Instructions |
A: Repeat the portion of the article on greener cellphones between "Will Apple's cheaper" and "is so crucial).", inclusive.
B: Answer these questions using the article on greener cellphones:
(i) What material replaces Styrofoam in the iPhone 3G's packaging?
(ii) What overall green score out of 10 did Apple receive?
(iii) Which two companies were top-rated among cell phone makers?
C: Summarize the article on greener cellphones in two sentences.

Passage to read |
Greener cellphones: Does new iPhone rate?




Will Apple's cheaper iPhone 3G also cost less for the environment and our health? Quick answer: Kinda maybe. It's a slight eco-improvement, due to greener packaging made of potatoes instead of Styrofoam. But although it's promised to do so by the end of 2008, there's no indication that the company has removed the toxic phthalates found in Greenpeace tests of the original iPhone last fall. Phthalates were found in the PVC vinyl wiring of both iPhone and iPod Nano earphones; the phones' circuit boards also contained hazardous brominated fire retardants (BFRs) that, Greenpeace said, release cancer-causing dioxins when burned (one reason that recycling of cell phones is so crucial).

Apple has cleaned up in other ways, having removed bromine from iPods and PVC internal cables and BFRs from new iMacs and the MacBook Air (which is also free of mercury and arsenic), according to Greenpeace's new, June 25th edition of its tech company green ratings.

Overall, the good news is that the potato/ tapioca starch-based foam packaging being adopted by several cell phone companies represents a 90 % reduction in carbon footprint over plastic.  But as a sector, they have a dismal record when it comes to reliable takeback and recycling programs, leading Greenpeace to downgrade most of their scores. In the new report, no cell phone company got a score higher than 5 out of 10, based on criteria including elimination of hazardous substances, takeback and recycling programs, and reduction of greenhouse emissions through energy saving in operations and products. Apple's overall green score:  4.1 out of 10. Sony Ericsson and Sony were top-rated at just over 5, followed by Nokia at just under 5.

Although we're tickled by the idea of a Mr. (or Ms.) Potato iPhone, we'll hold off on any cell phone purchases until the end of 2008, by when Apple will hopefully have delivered on its phthalate- and BFR-free pledge. And we'll check Greenpeace's latest ratings before holiday gift (and wish list) time.  For more details and all company ratings, see Greenpeace's greener electronics guide.

Data records |
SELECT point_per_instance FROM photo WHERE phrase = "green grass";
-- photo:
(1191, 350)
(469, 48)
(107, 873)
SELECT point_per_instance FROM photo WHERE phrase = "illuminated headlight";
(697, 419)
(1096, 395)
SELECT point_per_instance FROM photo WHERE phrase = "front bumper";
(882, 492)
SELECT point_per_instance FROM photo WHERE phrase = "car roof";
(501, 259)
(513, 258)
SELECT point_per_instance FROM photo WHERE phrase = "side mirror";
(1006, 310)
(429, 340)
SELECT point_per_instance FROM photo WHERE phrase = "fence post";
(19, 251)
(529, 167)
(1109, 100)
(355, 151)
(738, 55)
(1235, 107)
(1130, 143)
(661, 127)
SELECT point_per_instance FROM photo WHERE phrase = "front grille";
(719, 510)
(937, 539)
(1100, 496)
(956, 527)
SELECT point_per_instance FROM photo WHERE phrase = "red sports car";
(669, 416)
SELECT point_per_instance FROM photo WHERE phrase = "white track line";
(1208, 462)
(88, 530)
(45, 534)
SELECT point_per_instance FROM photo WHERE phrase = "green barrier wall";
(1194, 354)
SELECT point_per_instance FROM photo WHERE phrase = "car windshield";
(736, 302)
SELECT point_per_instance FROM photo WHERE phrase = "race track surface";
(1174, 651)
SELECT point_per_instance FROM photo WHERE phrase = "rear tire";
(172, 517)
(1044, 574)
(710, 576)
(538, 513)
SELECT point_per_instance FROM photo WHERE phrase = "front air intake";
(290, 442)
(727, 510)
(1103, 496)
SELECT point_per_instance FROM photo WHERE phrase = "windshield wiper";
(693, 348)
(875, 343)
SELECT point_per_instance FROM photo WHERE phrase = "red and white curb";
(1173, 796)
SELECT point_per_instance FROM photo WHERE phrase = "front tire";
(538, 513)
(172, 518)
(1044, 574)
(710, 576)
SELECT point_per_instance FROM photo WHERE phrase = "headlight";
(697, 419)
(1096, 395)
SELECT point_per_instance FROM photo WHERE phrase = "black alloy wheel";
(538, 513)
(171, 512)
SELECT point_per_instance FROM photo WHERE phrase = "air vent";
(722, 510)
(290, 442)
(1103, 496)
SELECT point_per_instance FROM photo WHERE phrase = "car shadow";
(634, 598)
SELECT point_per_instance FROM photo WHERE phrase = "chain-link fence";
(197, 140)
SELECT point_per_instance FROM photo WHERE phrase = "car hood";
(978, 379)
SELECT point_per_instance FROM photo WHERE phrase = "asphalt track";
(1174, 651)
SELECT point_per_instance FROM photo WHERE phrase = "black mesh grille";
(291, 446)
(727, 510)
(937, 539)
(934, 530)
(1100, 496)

Responses by item number |
A:
Will Apple's cheaper iPhone 3G also cost less for the environment and our health? Quick answer: Kinda maybe. It's a slight eco-improvement, due to greener packaging made of potatoes instead of Styrofoam. But although it's promised to do so by the end of 2008, there's no indication that the company has removed the toxic phthalates found in Greenpeace tests of the original iPhone last fall. Phthalates were found in the PVC vinyl wiring of both iPhone and iPod Nano earphones; the phones' circuit boards also contained hazardous brominated fire retardants (BFRs) that, Greenpeace said, release cancer-causing dioxins when burned (one reason that recycling of cell phones is so crucial).

B:
(i) Potatoes.
(ii) 4.1 out of 10.
(iii) Sony Ericsson and Sony.

C: The iPhone 3G is only a slight eco-improvement because its packaging is made of potatoes instead of Styrofoam, and there is no indication that Apple has removed the toxic phthalates Greenpeace found in the original iPhone. Greenpeace's new ratings gave no cell phone company a score higher than 5 out of 10, with Apple scoring 4.1 and the sector holding a dismal record on takeback and recycling programs.